Render each line of the entries below as a JSON list of strings, one string per line, with blank lines omitted.

--- Start DATA TO USE ---

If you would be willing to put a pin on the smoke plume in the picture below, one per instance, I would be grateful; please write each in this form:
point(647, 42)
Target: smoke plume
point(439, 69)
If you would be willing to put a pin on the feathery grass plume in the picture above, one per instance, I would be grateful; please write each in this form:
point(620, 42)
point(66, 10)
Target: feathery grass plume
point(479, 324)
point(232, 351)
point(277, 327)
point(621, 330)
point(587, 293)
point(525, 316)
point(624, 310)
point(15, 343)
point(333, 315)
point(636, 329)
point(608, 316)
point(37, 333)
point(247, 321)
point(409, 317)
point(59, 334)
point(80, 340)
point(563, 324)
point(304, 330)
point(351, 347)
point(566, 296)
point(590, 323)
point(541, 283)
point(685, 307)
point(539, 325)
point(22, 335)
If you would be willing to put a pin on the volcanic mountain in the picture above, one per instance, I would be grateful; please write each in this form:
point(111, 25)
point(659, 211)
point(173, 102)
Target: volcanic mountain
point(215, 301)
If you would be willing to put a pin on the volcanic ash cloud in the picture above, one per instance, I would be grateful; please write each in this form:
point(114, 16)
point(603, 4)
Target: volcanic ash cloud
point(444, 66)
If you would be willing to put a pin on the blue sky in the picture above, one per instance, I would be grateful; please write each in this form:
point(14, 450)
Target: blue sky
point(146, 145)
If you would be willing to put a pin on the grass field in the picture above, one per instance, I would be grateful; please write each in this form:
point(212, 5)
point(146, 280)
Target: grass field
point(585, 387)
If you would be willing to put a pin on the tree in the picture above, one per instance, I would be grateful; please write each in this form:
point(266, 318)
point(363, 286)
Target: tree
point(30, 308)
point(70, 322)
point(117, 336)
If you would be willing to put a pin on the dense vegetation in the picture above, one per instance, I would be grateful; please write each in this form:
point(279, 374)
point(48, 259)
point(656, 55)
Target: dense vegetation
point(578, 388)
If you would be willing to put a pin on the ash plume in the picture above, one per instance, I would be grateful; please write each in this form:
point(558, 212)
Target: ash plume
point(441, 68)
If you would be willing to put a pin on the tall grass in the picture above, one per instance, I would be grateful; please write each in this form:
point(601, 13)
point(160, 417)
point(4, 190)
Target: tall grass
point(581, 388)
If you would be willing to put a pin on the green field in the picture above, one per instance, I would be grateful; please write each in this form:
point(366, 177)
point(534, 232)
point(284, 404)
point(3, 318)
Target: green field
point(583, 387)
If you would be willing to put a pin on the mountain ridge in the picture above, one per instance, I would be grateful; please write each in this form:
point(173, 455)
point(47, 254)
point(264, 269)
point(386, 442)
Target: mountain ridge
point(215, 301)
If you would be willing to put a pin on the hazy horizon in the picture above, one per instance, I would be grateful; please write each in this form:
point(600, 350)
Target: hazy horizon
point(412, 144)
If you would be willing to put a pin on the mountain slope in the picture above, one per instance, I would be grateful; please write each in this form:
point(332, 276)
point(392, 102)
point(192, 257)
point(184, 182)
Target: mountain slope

--- End DATA TO USE ---

[FULL OUTPUT]
[
  "If you would be willing to put a pin on the smoke plume in the picture below, one per instance, I would be grateful; please write each in this form:",
  "point(647, 42)",
  "Target: smoke plume",
  "point(439, 69)",
  "If you would be willing to put a pin on the feathery grass plume in the picture above, one per instance, I would be grateful; please write each in this form:",
  "point(620, 42)",
  "point(66, 10)",
  "Target: feathery grass plume",
  "point(479, 324)",
  "point(232, 351)",
  "point(277, 327)",
  "point(621, 330)",
  "point(587, 293)",
  "point(525, 316)",
  "point(624, 310)",
  "point(15, 343)",
  "point(333, 315)",
  "point(636, 329)",
  "point(608, 316)",
  "point(37, 333)",
  "point(247, 321)",
  "point(409, 317)",
  "point(59, 334)",
  "point(80, 340)",
  "point(563, 324)",
  "point(304, 330)",
  "point(351, 347)",
  "point(566, 296)",
  "point(590, 323)",
  "point(541, 283)",
  "point(685, 307)",
  "point(539, 325)",
  "point(22, 335)",
  "If you would be willing to put a pin on the volcanic mountain in the picture above, one per instance, I would be grateful; please write each in this form:",
  "point(111, 25)",
  "point(659, 211)",
  "point(173, 102)",
  "Target: volcanic mountain",
  "point(215, 301)",
  "If you would be willing to put a pin on the volcanic ash cloud in the picture above, one per instance, I would be grateful; please write each in this form:",
  "point(114, 16)",
  "point(603, 4)",
  "Target: volcanic ash cloud",
  "point(444, 66)",
  "If you would be willing to put a pin on the blue sky in the picture above, one per instance, I would be grateful; please write each in this form:",
  "point(14, 450)",
  "Target: blue sky",
  "point(146, 145)",
  "If you would be willing to put a pin on the grass field in the picture above, one per instance, I would be grateful; please write each in this form:",
  "point(212, 5)",
  "point(146, 280)",
  "Target: grass field",
  "point(585, 387)",
  "If you would be willing to put a pin on the tree in the picture above, one per instance, I would be grateful; please write each in this form:",
  "point(266, 318)",
  "point(363, 286)",
  "Target: tree",
  "point(30, 308)",
  "point(70, 322)",
  "point(117, 336)",
  "If you would be willing to put a pin on the dense vegetation in the picture above, one per instance, I would be grateful; please write each in this form:",
  "point(279, 374)",
  "point(48, 259)",
  "point(656, 55)",
  "Target: dense vegetation",
  "point(578, 388)",
  "If you would be willing to put a pin on the ash plume in the picture above, one per instance, I would be grateful; please write each in this form:",
  "point(558, 212)",
  "Target: ash plume",
  "point(441, 68)",
  "If you would be willing to put a pin on the tall grass in the picture above, one per instance, I would be grateful; please write each in this form:",
  "point(601, 13)",
  "point(160, 417)",
  "point(4, 190)",
  "Target: tall grass",
  "point(581, 388)",
  "If you would be willing to put a pin on the green field in the picture above, one per instance, I would be grateful; please write each in this form:",
  "point(366, 177)",
  "point(534, 232)",
  "point(284, 404)",
  "point(3, 318)",
  "Target: green field",
  "point(583, 387)",
  "If you would be willing to put a pin on the mountain ridge in the picture above, one per instance, I would be grateful; please write each in this form:",
  "point(173, 455)",
  "point(47, 254)",
  "point(264, 269)",
  "point(386, 442)",
  "Target: mountain ridge",
  "point(215, 301)",
  "If you would be willing to put a pin on the hazy horizon in the picture above, one per instance, I would be grateful; please write each in this form:",
  "point(600, 350)",
  "Target: hazy horizon",
  "point(412, 144)",
  "If you would be willing to put a pin on the mountain slope in the picture above, one per instance, I would be grateful; please write each in this form:",
  "point(332, 276)",
  "point(392, 102)",
  "point(192, 257)",
  "point(184, 182)",
  "Target: mountain slope"
]